What is asked> Copy the records below word for word, starting from the very beginning and stopping after the line that contains "[(456, 352)]".

——————

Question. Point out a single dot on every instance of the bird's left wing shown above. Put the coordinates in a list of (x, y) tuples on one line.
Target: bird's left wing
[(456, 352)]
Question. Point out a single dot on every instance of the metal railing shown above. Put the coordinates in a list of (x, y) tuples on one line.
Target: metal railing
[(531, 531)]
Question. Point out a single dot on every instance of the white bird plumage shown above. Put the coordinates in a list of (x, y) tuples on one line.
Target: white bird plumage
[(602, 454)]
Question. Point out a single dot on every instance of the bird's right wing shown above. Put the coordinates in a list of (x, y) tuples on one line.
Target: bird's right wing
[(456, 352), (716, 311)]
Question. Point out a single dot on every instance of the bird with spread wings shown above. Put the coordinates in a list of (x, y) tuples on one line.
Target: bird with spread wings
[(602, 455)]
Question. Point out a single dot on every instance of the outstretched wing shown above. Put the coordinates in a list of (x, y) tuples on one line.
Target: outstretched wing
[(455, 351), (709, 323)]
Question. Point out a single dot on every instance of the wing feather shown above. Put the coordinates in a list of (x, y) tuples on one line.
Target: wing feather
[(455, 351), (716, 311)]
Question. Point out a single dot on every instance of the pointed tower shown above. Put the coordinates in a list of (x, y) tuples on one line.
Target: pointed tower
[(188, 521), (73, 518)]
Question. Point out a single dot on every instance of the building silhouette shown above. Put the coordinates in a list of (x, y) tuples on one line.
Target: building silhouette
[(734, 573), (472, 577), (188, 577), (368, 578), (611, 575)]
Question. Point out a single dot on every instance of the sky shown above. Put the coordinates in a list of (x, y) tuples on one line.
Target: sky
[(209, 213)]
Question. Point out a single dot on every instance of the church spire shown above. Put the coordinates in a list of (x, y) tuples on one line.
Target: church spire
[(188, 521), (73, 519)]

——————

Result of this exercise>
Question. Point out a single dot on every instance of the bird's left wing shown above. Put the coordinates in a list of (x, y) tuples on one line.
Target: bird's left wing
[(456, 352)]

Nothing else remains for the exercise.